• _WORK REQUIRED_
Repeat, exactly and completely, the entries shown underneath.

+ + + + +

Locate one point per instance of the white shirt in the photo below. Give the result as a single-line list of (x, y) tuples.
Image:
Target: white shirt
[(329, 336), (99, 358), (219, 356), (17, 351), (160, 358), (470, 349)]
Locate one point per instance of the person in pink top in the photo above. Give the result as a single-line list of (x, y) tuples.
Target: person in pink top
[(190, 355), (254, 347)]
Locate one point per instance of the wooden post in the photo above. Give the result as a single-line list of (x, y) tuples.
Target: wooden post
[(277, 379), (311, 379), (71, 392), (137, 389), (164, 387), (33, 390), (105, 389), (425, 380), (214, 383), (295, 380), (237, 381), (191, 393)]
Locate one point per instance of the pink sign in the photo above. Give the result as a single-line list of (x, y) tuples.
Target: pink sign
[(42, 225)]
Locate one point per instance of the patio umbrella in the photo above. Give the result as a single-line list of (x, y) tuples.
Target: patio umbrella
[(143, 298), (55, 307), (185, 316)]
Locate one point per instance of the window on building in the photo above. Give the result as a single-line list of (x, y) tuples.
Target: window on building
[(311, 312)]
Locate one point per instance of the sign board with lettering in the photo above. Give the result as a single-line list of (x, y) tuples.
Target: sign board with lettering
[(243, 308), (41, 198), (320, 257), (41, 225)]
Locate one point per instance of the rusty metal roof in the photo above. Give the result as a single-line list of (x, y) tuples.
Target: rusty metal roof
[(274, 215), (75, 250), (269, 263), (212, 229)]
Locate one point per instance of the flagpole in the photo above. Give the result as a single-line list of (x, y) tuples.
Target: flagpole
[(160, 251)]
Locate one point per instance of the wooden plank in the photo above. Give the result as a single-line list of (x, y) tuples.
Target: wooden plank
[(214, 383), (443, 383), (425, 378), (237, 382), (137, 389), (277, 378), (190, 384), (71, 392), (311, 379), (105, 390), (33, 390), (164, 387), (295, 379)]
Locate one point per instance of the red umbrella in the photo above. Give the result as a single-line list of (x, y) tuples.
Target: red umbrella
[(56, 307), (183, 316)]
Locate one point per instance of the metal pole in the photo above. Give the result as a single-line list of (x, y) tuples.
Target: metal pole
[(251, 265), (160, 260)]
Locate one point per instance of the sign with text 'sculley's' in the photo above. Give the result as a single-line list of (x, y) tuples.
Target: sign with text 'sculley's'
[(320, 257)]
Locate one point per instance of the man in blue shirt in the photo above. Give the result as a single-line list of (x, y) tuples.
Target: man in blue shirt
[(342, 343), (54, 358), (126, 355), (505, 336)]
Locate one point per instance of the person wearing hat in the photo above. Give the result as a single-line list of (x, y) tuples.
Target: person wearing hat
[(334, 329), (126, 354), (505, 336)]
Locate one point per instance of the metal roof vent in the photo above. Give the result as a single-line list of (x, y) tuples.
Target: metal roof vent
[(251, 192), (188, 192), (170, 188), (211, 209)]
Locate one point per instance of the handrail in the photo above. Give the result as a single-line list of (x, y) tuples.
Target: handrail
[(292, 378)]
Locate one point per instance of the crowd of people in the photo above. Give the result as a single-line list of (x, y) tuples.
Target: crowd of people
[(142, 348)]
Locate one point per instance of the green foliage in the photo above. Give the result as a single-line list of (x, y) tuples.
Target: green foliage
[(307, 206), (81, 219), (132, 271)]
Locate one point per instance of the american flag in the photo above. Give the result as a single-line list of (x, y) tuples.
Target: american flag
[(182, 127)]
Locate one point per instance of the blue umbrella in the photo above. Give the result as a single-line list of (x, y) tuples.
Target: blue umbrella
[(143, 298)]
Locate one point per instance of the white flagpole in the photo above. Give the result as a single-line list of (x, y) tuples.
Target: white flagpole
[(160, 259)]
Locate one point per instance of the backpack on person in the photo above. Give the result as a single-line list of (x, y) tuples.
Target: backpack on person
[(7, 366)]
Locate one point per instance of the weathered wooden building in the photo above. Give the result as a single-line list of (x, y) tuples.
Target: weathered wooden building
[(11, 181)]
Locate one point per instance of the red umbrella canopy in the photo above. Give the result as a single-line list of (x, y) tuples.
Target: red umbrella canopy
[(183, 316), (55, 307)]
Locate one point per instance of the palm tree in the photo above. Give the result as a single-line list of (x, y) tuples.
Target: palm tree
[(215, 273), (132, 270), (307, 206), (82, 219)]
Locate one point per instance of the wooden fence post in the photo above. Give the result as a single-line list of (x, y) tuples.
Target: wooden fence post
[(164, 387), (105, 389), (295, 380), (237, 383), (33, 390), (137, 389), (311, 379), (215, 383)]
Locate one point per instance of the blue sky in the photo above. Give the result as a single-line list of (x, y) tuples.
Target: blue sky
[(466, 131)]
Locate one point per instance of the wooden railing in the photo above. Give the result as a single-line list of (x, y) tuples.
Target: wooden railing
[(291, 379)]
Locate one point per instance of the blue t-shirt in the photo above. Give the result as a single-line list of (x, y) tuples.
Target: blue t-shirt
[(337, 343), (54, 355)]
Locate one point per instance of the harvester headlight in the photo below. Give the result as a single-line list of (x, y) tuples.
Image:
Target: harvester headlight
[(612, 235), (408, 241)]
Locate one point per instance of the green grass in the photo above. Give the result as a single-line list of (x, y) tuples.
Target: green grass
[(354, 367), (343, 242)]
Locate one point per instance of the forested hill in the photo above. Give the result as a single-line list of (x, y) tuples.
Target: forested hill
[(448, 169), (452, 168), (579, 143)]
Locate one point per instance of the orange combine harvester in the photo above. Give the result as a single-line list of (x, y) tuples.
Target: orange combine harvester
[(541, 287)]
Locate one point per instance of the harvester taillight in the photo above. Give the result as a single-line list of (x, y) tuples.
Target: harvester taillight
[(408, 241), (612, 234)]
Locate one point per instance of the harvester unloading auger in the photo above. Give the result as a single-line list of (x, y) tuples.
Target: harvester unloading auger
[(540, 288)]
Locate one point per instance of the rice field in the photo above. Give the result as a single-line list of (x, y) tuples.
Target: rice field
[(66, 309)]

+ + + + +

• _ANSWER TO THIS TASK_
Locate one point per instance of the white shirt in the photo below. Give the result as a single-line list of (x, y) tuples.
Image:
Target: white shirt
[(329, 336), (99, 358), (219, 356), (17, 351), (160, 358), (470, 349)]
Locate one point per instance of the person in pink top in the photo above. Give the result as a single-line list of (x, y) tuples.
Target: person in pink top
[(190, 355), (254, 347)]
Locate one point per instance of the wooden post in the photo above. Give the result as a single-line list of (x, y) tuples.
Target: wooden post
[(277, 379), (311, 379), (71, 392), (137, 389), (164, 387), (33, 390), (105, 389), (425, 380), (214, 383), (295, 380), (237, 381), (191, 393)]
Locate one point per instance of the pink sign in the photo above. Give the result as a single-line list of (x, y) tuples.
Target: pink sign
[(42, 225)]
Locate one point per instance of the patio umbrella in the photo above. Give the result as a single-line list of (x, y) tuples.
Target: patio umbrella
[(143, 298), (55, 307), (185, 316)]
Locate one point per instance of the window on building in the photo above. Give the result as a single-line list of (x, y) tuples.
Target: window on building
[(311, 312)]
Locate one point per instance of the sign board with lettering in the photo above. Give the result as a single-line list of (x, y) tuples.
Target: sign board with lettering
[(243, 308), (41, 198), (320, 257), (41, 225)]
Locate one point per instance of the rusty metal roof in the photo above. Give the result as a single-line list of (x, y) tuples.
Target: rusty metal roof
[(274, 215), (75, 250), (269, 263), (212, 229)]
Locate one point per instance of the flagpole in the photo above. Give the result as a single-line list of (x, y) tuples.
Target: flagpole
[(160, 251)]
Locate one point per instance of the wooden plank in the photo above. Give the result as a single-line list of (x, y) tuples.
Target: wooden plank
[(214, 383), (443, 383), (425, 378), (237, 382), (137, 389), (277, 378), (190, 384), (71, 392), (311, 379), (105, 390), (33, 390), (164, 387), (295, 379)]
Locate one point per instance of the red umbrella in the photo above. Give the result as a single-line list of (x, y) tuples.
Target: red umbrella
[(56, 307), (183, 316)]
Locate one point per instance of the metal pole in the photo above. Give the result as a single-line list of (x, y) tuples.
Target: metal pole
[(251, 265), (160, 260)]
Locate one point per instance of the sign with text 'sculley's' in the photo above. Give the result as a single-line list of (x, y) tuples.
Target: sign with text 'sculley's'
[(320, 257)]
Locate one point per instance of the man in blue shirt in the photo above. Give the result as a single-line list of (x, y) tuples.
Target: man in blue shirt
[(342, 343), (54, 358), (126, 355), (505, 336)]
Locate one point per instance of the person wearing hat in the photo above. Give the result as a single-line list of (x, y) tuples.
Target: person wearing hat
[(334, 329), (126, 354), (505, 336)]
Locate one point per instance of the metal roof vent in the photo above. Give the result as a single-line list of (x, y) tuples.
Target: metal roof vent
[(251, 192), (188, 192), (170, 188), (211, 209)]
Locate one point per instance of the handrail in the photo above. Give the result as a single-line list of (x, y) tuples.
Target: handrail
[(292, 378)]
Locate one point per instance of the crowd of people in the photo above. Give the result as a single-line list of (x, y) tuples.
Target: crowd of people
[(142, 348)]
Locate one point per instance of the green foliage in the photo above. Give the result as a single-line list of (x, y) tuples.
Target: green foliage
[(307, 206), (81, 219), (132, 271)]
Locate one point per instance of the american flag in the photo above. Give the result as a single-line list of (x, y) tuples.
Target: american flag
[(182, 127)]
Locate one point per instance of the blue umbrella in the photo above. Give the result as a single-line list of (x, y) tuples.
Target: blue umbrella
[(143, 298)]
Locate one point per instance of the white flagpole in the photo above. Give the result as a single-line list of (x, y) tuples.
Target: white flagpole
[(160, 259)]
Locate one point per instance of the backpack on person in the photo above. Give the result as a single-line list of (x, y) tuples.
Target: backpack on person
[(7, 366)]
Locate one point per instance of the weathered wooden building in the photo above. Give the result as a single-line list of (x, y) tuples.
Target: weathered wooden building
[(11, 181)]
Locate one point per instance of the red umbrella canopy in the photo above. Give the result as a single-line list of (x, y) tuples.
Target: red umbrella canopy
[(183, 316), (55, 307)]
Locate one point per instance of the palm tree in the photo above. Give the result as a single-line list of (x, y) tuples.
Target: palm tree
[(215, 273), (132, 270), (307, 206), (82, 219)]
Locate one point per instance of the wooden fence post in the photo above. Give the result as a single-line list of (x, y) tuples.
Target: wooden fence post
[(164, 387), (105, 389), (295, 380), (237, 383), (33, 390), (137, 389), (311, 379), (215, 383)]
Locate one point per instance of the blue sky in the photo above. Give the result as a single-line list of (x, y) tuples.
Target: blue sky
[(466, 131)]
Locate one point per instance of the wooden railing in the photo above. Give the result as a single-line list of (x, y) tuples.
Target: wooden railing
[(291, 379)]
Locate one point per instance of the blue t-shirt in the photo above. Give the result as a single-line list of (x, y) tuples.
Target: blue t-shirt
[(337, 343), (54, 355)]
Locate one point per instance of the harvester headlight in the photo below. Give the result as a single-line list of (x, y) tuples.
Image:
Target: harvester headlight
[(612, 235), (408, 241)]
Locate one point per instance of the green grass in the photo above. Give the result as a single-line list of (x, y) tuples.
Target: green grass
[(354, 367), (343, 242)]
Locate one point per instance of the forested hill in the photo above. Give the result as a single-line list of (x, y) tuples.
Target: forested hill
[(448, 169), (452, 168), (579, 143)]
Locate one point per instance of the orange combine harvester in the photo above. Give the result as a single-line list of (x, y) tuples.
Target: orange combine harvester
[(541, 287)]
Locate one point per instance of the harvester taillight in the photo above. Give the result as a single-line list of (x, y) tuples.
Target: harvester taillight
[(408, 241), (612, 234)]
Locate one point per instance of the harvester unloading auger in the photo above. Give the result as a single-line list of (x, y) tuples.
Target: harvester unloading auger
[(540, 288)]
Locate one point per instance of the rice field in the photo above. Give the result as a single-line list of (x, y) tuples.
Target: rice field
[(66, 309)]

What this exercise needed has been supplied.